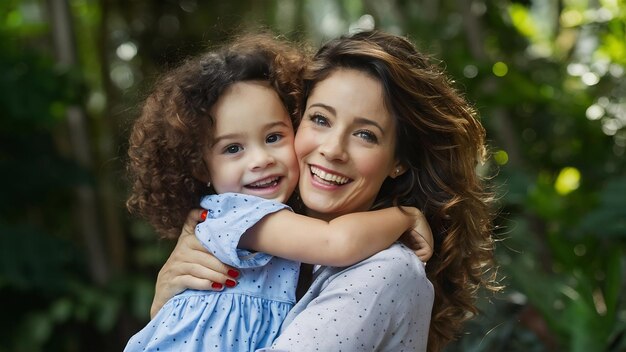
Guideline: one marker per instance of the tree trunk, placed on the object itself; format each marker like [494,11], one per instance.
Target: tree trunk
[86,203]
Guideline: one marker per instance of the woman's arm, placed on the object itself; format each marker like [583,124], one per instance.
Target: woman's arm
[340,242]
[189,266]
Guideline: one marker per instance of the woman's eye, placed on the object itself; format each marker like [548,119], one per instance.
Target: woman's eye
[367,136]
[319,120]
[273,138]
[232,149]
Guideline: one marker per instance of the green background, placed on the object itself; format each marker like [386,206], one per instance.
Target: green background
[548,78]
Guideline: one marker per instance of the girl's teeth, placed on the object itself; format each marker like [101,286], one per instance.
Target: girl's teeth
[264,183]
[329,177]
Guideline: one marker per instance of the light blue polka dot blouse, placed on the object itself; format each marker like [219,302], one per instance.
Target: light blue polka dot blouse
[243,318]
[382,303]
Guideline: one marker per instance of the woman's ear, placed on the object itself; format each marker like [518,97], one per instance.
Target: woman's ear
[397,170]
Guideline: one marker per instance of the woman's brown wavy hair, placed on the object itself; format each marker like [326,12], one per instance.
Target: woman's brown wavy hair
[167,172]
[440,141]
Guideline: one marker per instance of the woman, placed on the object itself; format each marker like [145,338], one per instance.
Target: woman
[375,106]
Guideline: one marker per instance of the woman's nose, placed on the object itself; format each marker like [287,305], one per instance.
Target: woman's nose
·····
• **EXERCISE PROMPT**:
Are you able to set down all the lines above exactly, without any pictures?

• **SOLUTION FOR THIS PROBLEM**:
Guideline: one marker per instance of the tree trunk, placed on the object itself; format each marker like [494,11], one per instance.
Target: tree trunk
[86,203]
Guideline: one marker per instance of the woman's arm, placed on the object itself; format each marker like [583,124], one per instance.
Target: woman's arm
[340,242]
[189,266]
Guideline: one marker per instance of the woman's eye, placed on the object itself; format each marker like [548,119], one per instance.
Target: woman's eye
[367,136]
[319,120]
[273,138]
[232,149]
Guideline: one marker per instance of the green background, placed on the object itself; format each marker like [386,206], one per instance.
Target: green background
[548,78]
Guideline: one marker per instance of the girl's teeth, placed on the object itself; format each marker like [101,286], one per instance.
Target: girl's teeth
[264,183]
[329,177]
Guideline: one marker per instance of the light blue polka dot blouse, placed on the object itself; format each marker like [219,302], one per instance.
Target: light blue polka dot blouse
[243,318]
[382,303]
Guideline: one marker per instance of the woman's ear, placed on the object itself; format each marker like [518,97], one per instance.
Target: woman's ear
[397,170]
Guideline: one marker per instance of the woman's brown wavy hair, placed on the object itself; format each marker like [326,12], one per instance.
Target: woman's brown wavy hair
[167,172]
[440,141]
Guideline: one marker per instance of the woman, placed on the object itself; format each marker like [145,338], one per instance.
Target: woman
[375,106]
Guideline: one marker per instance of the woman's nose, placed on the object itself; format each marker like [287,305], one per instance.
Target: woman's nose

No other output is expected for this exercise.